Your answer must be an exact repetition of every record.

::: ENTRIES SHOWN

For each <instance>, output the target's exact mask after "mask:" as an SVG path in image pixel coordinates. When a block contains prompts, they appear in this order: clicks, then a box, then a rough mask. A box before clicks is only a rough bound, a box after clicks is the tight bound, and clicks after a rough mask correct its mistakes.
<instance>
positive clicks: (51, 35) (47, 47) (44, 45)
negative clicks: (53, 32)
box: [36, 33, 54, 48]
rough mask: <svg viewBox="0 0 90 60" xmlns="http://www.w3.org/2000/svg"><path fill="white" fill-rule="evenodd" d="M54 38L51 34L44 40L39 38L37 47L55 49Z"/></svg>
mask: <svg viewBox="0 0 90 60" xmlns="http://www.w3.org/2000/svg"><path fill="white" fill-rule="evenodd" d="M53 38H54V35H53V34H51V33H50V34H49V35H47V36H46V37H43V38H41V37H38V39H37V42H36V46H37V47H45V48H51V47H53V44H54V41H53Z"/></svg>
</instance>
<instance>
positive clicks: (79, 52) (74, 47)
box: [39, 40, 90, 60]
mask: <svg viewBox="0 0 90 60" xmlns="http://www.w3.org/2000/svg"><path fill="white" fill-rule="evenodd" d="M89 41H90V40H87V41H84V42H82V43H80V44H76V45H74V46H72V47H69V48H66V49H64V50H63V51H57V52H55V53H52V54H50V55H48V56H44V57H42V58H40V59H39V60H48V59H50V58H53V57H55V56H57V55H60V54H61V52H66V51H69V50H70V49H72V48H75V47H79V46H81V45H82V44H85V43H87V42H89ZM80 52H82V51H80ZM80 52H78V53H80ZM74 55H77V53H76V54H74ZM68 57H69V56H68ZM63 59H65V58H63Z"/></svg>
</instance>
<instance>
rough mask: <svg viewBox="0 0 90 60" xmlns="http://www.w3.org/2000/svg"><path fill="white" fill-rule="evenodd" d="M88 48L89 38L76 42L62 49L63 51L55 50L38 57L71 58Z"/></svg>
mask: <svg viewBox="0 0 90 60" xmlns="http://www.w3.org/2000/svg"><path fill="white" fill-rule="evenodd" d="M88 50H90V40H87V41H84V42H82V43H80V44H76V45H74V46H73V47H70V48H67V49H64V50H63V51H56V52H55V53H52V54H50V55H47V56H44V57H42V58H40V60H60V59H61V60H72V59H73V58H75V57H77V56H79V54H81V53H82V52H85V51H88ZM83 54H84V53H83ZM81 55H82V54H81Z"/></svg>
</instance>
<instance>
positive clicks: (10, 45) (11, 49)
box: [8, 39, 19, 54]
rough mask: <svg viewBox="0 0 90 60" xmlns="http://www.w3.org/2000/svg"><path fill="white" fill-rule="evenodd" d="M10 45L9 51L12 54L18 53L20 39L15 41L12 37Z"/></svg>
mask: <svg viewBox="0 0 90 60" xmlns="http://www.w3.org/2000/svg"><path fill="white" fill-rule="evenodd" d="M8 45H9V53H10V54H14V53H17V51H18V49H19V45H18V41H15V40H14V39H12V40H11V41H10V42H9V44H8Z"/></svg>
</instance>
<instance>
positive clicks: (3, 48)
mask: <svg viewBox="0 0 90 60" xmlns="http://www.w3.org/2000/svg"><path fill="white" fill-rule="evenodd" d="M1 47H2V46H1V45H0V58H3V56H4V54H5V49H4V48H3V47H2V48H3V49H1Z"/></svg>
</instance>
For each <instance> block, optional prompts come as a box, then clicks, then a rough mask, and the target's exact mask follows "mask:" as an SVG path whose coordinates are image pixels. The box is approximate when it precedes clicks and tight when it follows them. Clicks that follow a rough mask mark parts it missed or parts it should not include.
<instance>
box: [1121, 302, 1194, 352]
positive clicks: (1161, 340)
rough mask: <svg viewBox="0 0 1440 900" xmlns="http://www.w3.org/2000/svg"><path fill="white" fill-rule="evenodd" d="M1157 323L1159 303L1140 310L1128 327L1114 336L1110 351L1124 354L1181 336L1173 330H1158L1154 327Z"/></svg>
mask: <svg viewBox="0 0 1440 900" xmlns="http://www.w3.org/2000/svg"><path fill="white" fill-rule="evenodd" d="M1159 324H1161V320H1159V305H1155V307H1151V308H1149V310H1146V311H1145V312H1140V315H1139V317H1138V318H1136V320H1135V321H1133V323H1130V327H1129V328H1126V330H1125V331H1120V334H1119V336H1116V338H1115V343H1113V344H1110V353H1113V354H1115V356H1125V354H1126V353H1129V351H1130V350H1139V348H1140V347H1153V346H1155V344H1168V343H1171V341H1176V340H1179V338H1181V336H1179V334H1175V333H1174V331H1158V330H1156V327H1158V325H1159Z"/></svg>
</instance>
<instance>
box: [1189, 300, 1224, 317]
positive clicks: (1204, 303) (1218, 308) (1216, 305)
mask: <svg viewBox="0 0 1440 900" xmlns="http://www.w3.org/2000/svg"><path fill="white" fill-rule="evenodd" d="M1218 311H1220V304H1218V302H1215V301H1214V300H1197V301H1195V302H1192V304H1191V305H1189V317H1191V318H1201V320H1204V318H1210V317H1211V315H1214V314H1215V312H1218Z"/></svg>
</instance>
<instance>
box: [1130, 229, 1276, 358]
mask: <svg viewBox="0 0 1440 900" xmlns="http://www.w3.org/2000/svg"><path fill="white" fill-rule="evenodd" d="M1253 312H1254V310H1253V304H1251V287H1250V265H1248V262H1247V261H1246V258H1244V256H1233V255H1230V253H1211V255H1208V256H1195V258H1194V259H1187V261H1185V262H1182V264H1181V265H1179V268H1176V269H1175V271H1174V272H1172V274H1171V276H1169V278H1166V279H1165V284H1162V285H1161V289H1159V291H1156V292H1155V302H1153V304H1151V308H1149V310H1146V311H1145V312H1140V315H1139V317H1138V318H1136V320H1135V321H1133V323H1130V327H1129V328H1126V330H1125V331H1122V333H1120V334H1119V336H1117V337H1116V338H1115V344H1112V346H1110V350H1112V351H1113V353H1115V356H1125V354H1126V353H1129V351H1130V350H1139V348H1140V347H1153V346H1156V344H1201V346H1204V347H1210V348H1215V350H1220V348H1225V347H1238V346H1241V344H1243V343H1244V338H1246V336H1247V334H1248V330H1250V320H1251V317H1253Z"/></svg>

::::::

→ EXPECTED ANSWER
For each <instance>, output the target's exact mask after "mask:" as an SVG path in image pixel coordinates. When a block contains prompts, they appear in this order: clicks, then a box, then a rough mask. A box before clicks is only a rough bound, a box after clicks is the tight bound, and clicks after a rough mask correct its mistakes.
<instance>
positive clicks: (51, 35) (47, 47) (44, 45)
negative clicks: (53, 32)
box: [36, 33, 54, 48]
rough mask: <svg viewBox="0 0 90 60" xmlns="http://www.w3.org/2000/svg"><path fill="white" fill-rule="evenodd" d="M54 38L51 34L44 40L39 38L37 47L55 49Z"/></svg>
mask: <svg viewBox="0 0 90 60" xmlns="http://www.w3.org/2000/svg"><path fill="white" fill-rule="evenodd" d="M53 38H54V35H53V34H51V33H50V34H49V35H47V36H46V37H43V38H41V37H38V39H37V42H36V46H37V47H45V48H51V47H53V44H54V41H53Z"/></svg>
</instance>
<instance>
positive clicks: (79, 52) (74, 47)
box: [39, 40, 90, 60]
mask: <svg viewBox="0 0 90 60" xmlns="http://www.w3.org/2000/svg"><path fill="white" fill-rule="evenodd" d="M89 41H90V40H87V41H84V42H82V43H80V44H76V45H74V46H72V47H69V48H66V49H64V50H63V51H57V52H55V53H52V54H50V55H48V56H44V57H42V58H40V59H39V60H48V59H50V58H53V57H55V56H57V55H60V54H61V52H66V51H69V50H70V49H72V48H75V47H79V46H81V45H82V44H85V43H87V42H89ZM80 52H82V51H80ZM80 52H78V53H80ZM74 55H77V53H76V54H74ZM68 57H69V56H68ZM63 59H65V58H63Z"/></svg>
</instance>
<instance>
rough mask: <svg viewBox="0 0 90 60" xmlns="http://www.w3.org/2000/svg"><path fill="white" fill-rule="evenodd" d="M88 48L89 38L76 42L62 49L63 51L55 50L38 57L71 58Z"/></svg>
mask: <svg viewBox="0 0 90 60" xmlns="http://www.w3.org/2000/svg"><path fill="white" fill-rule="evenodd" d="M88 50H90V40H87V41H84V42H82V43H80V44H76V45H74V46H73V47H70V48H67V49H64V50H63V51H56V52H55V53H52V54H50V55H47V56H44V57H42V58H40V60H60V59H61V60H72V59H73V58H75V57H77V56H79V54H81V53H82V52H85V51H88ZM83 54H84V53H83ZM81 55H82V54H81Z"/></svg>
</instance>
<instance>
positive clicks: (10, 45) (11, 49)
box: [8, 39, 19, 54]
rough mask: <svg viewBox="0 0 90 60" xmlns="http://www.w3.org/2000/svg"><path fill="white" fill-rule="evenodd" d="M10 45L9 51L12 54L18 53L20 39L15 41L12 37Z"/></svg>
mask: <svg viewBox="0 0 90 60" xmlns="http://www.w3.org/2000/svg"><path fill="white" fill-rule="evenodd" d="M8 45H9V53H10V54H14V53H17V51H18V49H19V45H18V41H15V40H14V39H12V40H11V41H10V42H9V44H8Z"/></svg>
</instance>
<instance>
positive clicks: (3, 48)
mask: <svg viewBox="0 0 90 60" xmlns="http://www.w3.org/2000/svg"><path fill="white" fill-rule="evenodd" d="M1 47H2V46H1V45H0V58H3V56H4V54H5V49H4V48H3V47H2V48H3V49H1Z"/></svg>
</instance>
For each <instance> block, optional prompts come as a box, then clicks, then a rough mask, and the target's exact mask follows "mask:" as an SVG path whose coordinates are image pixels. The box is approximate when it precedes clicks and tight when it follows them. Clicks that follow a rough mask mark parts it missed or parts it should not include.
<instance>
box: [1121, 302, 1194, 352]
positive clicks: (1161, 340)
rough mask: <svg viewBox="0 0 1440 900" xmlns="http://www.w3.org/2000/svg"><path fill="white" fill-rule="evenodd" d="M1157 323L1159 303L1140 310L1128 327L1114 336L1110 351L1124 354L1181 336L1173 330H1158L1154 327Z"/></svg>
mask: <svg viewBox="0 0 1440 900" xmlns="http://www.w3.org/2000/svg"><path fill="white" fill-rule="evenodd" d="M1159 324H1161V320H1159V305H1155V307H1151V308H1149V310H1146V311H1145V312H1140V315H1139V317H1138V318H1136V320H1135V321H1133V323H1130V327H1129V328H1126V330H1125V331H1120V334H1119V336H1116V338H1115V343H1113V344H1110V353H1113V354H1115V356H1125V354H1126V353H1129V351H1130V350H1139V348H1140V347H1153V346H1155V344H1168V343H1171V341H1176V340H1179V338H1181V336H1179V334H1175V333H1174V331H1158V330H1156V327H1158V325H1159Z"/></svg>
</instance>
<instance>
box: [1189, 300, 1224, 317]
positive clicks: (1204, 303) (1218, 308) (1216, 305)
mask: <svg viewBox="0 0 1440 900" xmlns="http://www.w3.org/2000/svg"><path fill="white" fill-rule="evenodd" d="M1218 311H1220V304H1218V302H1215V301H1214V300H1197V301H1195V302H1192V304H1191V305H1189V317H1191V318H1201V320H1204V318H1210V317H1211V315H1214V314H1215V312H1218Z"/></svg>
</instance>
<instance>
box: [1130, 229, 1276, 358]
mask: <svg viewBox="0 0 1440 900" xmlns="http://www.w3.org/2000/svg"><path fill="white" fill-rule="evenodd" d="M1253 312H1254V310H1253V304H1251V287H1250V265H1248V262H1247V261H1246V258H1244V256H1233V255H1230V253H1211V255H1208V256H1195V258H1194V259H1187V261H1185V262H1182V264H1181V265H1179V268H1176V269H1175V271H1174V272H1172V274H1171V276H1169V278H1166V279H1165V284H1162V285H1161V289H1159V291H1156V292H1155V302H1153V304H1151V308H1149V310H1146V311H1145V312H1140V315H1139V317H1138V318H1136V320H1135V321H1133V323H1130V327H1129V328H1126V330H1125V331H1122V333H1120V334H1119V336H1117V337H1116V338H1115V344H1112V346H1110V350H1112V351H1113V353H1115V356H1125V354H1126V353H1129V351H1130V350H1139V348H1140V347H1153V346H1156V344H1201V346H1204V347H1210V348H1215V350H1220V348H1225V347H1238V346H1241V344H1243V343H1244V338H1246V336H1247V334H1248V330H1250V320H1251V317H1253Z"/></svg>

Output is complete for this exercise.